-------- Supplied information --------
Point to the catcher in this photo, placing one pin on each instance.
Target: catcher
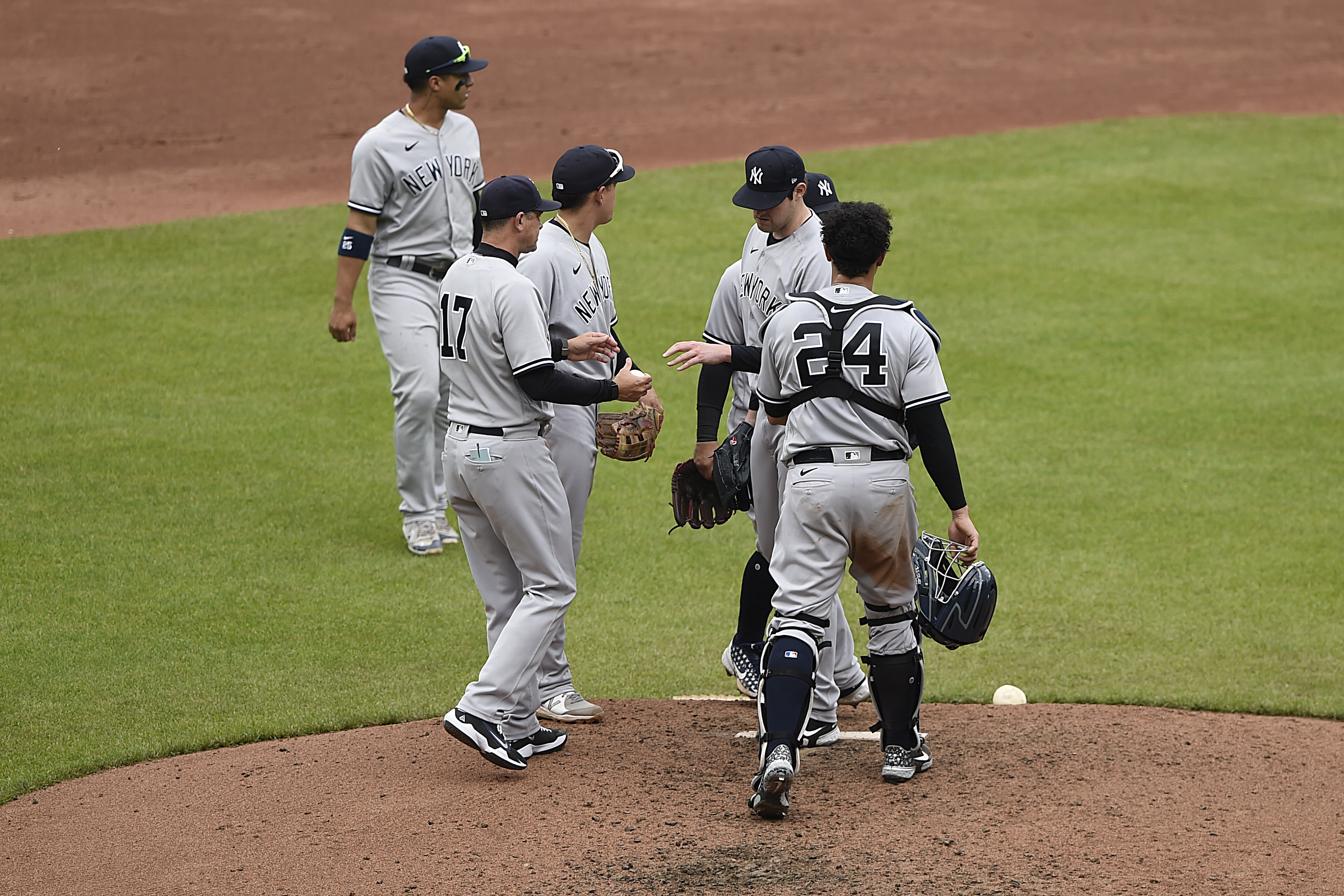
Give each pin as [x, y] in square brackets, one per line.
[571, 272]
--------
-------- Supplied information --------
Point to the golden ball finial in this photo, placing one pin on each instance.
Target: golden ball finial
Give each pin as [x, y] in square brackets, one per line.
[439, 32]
--------
# What is expected:
Pick out every line in the listing above that contains the word "Target", and copy each of those lines in full.

# Exercise output:
Target: catcher
Target: golden ball finial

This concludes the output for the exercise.